[What this exercise asks]
• a. Using the Trinity introduction, decide whether each statement agrees with it: (i) the writer was once a member of a cult; (ii) Dee Parsons alerted the writer in 2016; (iii) the doctrine of Eternal Subordination of the Son is also called Eternal Functional Subordination. Answer yes or no for each, quoting the deciding words.
• b. According to the Trinity introduction, what did the Early Church fathers' articulation of a Biblical understanding of God culminate in?
• c. Reproduce the Trinity introduction word for word, starting at "I realize that" and ending at "be very wary.".

[Document text]
## BEGIN

Introduction
Over the course of my life, I’ve observed a wide spectrum of the evangelical world, and even some fringe groups, and even cults. While I’ve never been in a cult, I have been in churches that proved to be on the fringe. In those cases, I managed to get out “while the gettin’ was good”, before the implosion went down.
But here’s the thing: one of the telltale signs of a movement that is in danger of going off the reservation–or has already moved off the reservation–is abandonment of the fundamental understanding of the Trinity.
I realize that the Trinity is difficult–arguably impossible–to comprehend from the standpoint of our temporal, finite frame of reference. So being confounded by the complexity of it is understandable. On the other hand, if you’re going to be a minister or a teacher, you need to have a good understanding of Trinitarian theology, and that includes an appreciation for the amount of thought that the Early Church fathers put into articulating a Biblical understanding of the nature and character of God, one which culminated in the Nicene Creed.
The point I’m making here: when someone comes up with a novel articulation of the Trinity, you need to be very wary.
So, in 2016, when Dee Parsons alerted me to some high-flying complementarian leaders who were promoting the doctrine of Eternal Subordination of the Son (ESS, also known as Eternal Functional Subordination, or EFS*), I was immediately very skeptical of this doctrine.
Why was I skeptical?

## END

[Material shown]
## BEGIN

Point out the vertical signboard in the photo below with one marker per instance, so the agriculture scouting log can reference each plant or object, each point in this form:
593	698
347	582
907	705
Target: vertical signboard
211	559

## END
## BEGIN

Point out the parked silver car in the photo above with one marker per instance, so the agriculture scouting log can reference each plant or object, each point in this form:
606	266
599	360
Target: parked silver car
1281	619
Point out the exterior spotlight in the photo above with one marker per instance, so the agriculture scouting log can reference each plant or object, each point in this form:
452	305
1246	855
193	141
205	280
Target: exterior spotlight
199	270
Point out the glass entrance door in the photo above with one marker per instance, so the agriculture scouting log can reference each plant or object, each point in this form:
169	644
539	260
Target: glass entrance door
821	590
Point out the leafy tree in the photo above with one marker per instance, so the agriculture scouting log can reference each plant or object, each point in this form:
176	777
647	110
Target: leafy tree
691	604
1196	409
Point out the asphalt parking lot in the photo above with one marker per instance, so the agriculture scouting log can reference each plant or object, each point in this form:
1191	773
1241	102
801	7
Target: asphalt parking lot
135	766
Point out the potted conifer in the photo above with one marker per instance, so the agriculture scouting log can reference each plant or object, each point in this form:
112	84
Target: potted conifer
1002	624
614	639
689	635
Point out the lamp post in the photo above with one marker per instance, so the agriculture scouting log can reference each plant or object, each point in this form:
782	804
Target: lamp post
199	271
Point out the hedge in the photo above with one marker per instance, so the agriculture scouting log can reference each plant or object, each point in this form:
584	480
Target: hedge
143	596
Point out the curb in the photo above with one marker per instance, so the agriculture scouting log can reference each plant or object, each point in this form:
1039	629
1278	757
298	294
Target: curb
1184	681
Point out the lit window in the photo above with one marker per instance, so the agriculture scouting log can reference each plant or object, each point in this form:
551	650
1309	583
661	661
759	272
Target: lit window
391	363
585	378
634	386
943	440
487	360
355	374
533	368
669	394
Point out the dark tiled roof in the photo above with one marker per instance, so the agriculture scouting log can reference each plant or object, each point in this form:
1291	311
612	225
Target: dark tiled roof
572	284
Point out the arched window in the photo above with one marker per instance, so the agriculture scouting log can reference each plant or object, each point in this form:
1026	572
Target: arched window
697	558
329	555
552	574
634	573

## END

[Responses]
• a.
(i) No: "While I’ve never been in a cult"
(ii) Yes: "So, in 2016, when Dee Parsons alerted me"
(iii) Yes: "also known as Eternal Functional Subordination"

• b. The Nicene Creed.

• c.
I realize that the Trinity is difficult–arguably impossible–to comprehend from the standpoint of our temporal, finite frame of reference. So being confounded by the complexity of it is understandable. On the other hand, if you’re going to be a minister or a teacher, you need to have a good understanding of Trinitarian theology, and that includes an appreciation for the amount of thought that the Early Church fathers put into articulating a Biblical understanding of the nature and character of God, one which culminated in the Nicene Creed.
The point I’m making here: when someone comes up with a novel articulation of the Trinity, you need to be very wary.